RECORD EXCERPTS
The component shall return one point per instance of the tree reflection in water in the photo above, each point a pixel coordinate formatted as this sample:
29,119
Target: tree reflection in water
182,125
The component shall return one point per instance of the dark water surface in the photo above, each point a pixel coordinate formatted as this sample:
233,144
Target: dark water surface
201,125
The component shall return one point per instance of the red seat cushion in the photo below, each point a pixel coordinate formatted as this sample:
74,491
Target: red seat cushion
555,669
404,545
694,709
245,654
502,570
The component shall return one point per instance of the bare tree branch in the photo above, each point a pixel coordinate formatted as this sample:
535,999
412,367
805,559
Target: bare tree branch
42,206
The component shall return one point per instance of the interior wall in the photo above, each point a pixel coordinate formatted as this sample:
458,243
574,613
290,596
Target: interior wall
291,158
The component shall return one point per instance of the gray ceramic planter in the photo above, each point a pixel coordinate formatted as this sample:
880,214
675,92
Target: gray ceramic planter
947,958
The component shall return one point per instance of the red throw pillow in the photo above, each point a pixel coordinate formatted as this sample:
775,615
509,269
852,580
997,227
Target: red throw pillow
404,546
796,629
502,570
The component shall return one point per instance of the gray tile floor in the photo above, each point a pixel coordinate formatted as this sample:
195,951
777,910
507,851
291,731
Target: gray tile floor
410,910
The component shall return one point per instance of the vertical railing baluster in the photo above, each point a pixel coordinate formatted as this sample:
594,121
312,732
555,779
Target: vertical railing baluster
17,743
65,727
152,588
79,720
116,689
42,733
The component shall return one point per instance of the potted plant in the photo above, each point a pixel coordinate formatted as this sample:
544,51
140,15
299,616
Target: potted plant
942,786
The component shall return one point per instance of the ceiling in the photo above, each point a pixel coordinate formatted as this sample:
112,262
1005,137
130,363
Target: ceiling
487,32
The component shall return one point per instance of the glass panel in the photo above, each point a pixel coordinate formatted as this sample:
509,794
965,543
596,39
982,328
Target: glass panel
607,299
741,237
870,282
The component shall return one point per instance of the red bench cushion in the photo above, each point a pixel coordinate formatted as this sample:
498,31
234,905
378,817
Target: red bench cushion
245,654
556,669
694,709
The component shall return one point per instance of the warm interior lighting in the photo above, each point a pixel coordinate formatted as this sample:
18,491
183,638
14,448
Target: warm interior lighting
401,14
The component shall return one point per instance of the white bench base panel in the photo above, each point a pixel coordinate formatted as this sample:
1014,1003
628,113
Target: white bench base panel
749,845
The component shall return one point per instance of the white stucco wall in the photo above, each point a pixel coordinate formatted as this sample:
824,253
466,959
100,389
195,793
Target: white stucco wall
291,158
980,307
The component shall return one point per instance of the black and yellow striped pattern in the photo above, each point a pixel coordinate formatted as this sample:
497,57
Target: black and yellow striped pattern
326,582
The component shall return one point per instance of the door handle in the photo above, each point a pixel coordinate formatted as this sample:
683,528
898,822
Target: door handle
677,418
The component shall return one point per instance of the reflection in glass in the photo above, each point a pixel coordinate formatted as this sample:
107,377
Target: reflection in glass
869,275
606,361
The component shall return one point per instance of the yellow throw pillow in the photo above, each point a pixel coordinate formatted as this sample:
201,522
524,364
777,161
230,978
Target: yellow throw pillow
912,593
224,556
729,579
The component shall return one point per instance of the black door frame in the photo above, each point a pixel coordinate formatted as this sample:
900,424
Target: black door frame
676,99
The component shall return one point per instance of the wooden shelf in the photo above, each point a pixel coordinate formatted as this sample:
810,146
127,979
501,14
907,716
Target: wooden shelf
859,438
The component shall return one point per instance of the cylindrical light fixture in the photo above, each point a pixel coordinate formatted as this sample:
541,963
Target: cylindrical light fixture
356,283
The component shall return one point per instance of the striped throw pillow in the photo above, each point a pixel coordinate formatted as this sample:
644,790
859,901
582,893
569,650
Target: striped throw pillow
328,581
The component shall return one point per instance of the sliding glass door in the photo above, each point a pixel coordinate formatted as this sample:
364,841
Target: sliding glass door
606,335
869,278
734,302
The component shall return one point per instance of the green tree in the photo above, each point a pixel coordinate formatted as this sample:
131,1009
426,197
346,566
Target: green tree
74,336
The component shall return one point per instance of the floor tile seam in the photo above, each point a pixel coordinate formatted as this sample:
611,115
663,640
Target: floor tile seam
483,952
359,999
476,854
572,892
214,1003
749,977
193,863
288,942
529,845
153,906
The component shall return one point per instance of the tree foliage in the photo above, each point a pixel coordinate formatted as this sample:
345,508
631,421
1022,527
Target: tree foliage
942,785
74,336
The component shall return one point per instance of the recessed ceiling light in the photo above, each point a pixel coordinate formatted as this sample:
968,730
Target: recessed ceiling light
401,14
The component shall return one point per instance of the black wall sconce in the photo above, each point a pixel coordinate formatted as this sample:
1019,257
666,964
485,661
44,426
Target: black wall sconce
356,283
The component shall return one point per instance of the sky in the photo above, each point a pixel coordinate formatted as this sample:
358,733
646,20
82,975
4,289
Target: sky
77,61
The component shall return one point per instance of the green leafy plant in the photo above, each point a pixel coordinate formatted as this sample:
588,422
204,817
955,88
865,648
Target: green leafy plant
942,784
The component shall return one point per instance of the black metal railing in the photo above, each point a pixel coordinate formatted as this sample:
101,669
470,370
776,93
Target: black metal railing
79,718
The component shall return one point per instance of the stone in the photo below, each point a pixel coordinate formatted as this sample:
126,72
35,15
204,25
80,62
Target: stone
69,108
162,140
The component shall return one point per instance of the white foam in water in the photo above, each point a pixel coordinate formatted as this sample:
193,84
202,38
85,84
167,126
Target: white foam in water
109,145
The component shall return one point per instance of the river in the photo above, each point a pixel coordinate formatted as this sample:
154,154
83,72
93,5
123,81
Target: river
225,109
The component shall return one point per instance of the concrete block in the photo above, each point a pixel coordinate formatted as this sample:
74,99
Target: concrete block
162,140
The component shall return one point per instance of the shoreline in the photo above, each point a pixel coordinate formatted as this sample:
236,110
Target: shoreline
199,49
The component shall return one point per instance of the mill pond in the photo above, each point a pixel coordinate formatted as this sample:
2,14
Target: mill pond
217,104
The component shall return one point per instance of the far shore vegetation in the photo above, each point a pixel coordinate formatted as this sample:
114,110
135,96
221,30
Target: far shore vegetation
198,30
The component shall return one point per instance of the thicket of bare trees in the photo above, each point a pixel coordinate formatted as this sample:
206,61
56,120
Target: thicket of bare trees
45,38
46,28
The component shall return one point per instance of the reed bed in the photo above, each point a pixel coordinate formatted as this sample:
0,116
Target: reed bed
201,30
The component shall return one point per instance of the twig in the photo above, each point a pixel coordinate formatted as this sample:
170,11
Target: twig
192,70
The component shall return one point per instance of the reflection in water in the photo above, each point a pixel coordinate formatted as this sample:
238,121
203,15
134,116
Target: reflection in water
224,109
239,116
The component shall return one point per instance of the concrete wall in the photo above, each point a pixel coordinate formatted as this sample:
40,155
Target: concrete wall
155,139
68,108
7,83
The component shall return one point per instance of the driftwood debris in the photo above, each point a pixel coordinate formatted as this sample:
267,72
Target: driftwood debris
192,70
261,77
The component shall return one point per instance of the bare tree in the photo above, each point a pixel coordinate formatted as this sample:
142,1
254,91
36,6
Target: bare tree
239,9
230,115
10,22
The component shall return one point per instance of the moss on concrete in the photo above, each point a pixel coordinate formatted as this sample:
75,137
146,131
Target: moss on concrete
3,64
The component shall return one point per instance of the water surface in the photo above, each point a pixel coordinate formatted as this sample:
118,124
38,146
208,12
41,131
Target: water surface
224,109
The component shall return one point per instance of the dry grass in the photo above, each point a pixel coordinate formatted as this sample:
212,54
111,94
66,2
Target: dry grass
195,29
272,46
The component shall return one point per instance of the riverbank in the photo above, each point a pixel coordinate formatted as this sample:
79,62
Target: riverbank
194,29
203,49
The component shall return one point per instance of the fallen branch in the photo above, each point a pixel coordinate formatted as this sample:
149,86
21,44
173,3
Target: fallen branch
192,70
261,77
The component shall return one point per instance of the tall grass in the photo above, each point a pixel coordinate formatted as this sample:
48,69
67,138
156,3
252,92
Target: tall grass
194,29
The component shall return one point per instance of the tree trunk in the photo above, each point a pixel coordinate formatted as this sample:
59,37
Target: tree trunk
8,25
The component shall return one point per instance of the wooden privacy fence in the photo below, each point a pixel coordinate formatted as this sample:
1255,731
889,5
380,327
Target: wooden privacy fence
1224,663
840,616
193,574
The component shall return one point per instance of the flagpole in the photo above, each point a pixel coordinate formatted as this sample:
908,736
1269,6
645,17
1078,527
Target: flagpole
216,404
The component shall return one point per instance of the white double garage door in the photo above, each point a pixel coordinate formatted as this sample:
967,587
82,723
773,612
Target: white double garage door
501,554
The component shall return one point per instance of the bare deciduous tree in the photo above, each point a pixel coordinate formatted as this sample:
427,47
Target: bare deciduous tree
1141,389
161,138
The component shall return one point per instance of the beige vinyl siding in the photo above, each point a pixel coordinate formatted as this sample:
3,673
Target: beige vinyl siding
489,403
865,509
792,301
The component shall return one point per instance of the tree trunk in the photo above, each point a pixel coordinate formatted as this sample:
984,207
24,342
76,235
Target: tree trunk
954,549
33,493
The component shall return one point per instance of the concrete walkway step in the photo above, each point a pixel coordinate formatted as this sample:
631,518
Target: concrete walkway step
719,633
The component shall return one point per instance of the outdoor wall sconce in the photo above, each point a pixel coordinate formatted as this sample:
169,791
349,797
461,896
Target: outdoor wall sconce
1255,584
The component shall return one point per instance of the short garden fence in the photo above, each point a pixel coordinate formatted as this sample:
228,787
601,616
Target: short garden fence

SHORT TASK
Copy exactly, word for word, the line with "the concrete walkway" through the final line of the listing.

ANSWER TO THE TASK
The component shall return one point per instance of the concrete walkway step in the photo above, each point a pixel coordinate formatted as this sample:
631,518
Target: concrete walkway step
719,633
The component shall return one point per instance of the outdoor wall sconce in the photo above, each point a pixel coordinate formatted as this sample:
169,791
349,797
461,896
Target: outdoor wall sconce
1255,584
The component shall return one point per instance of the short garden fence in the photo above, each point a pixel coordinate formatted as this sample:
228,787
601,616
Target: short garden fence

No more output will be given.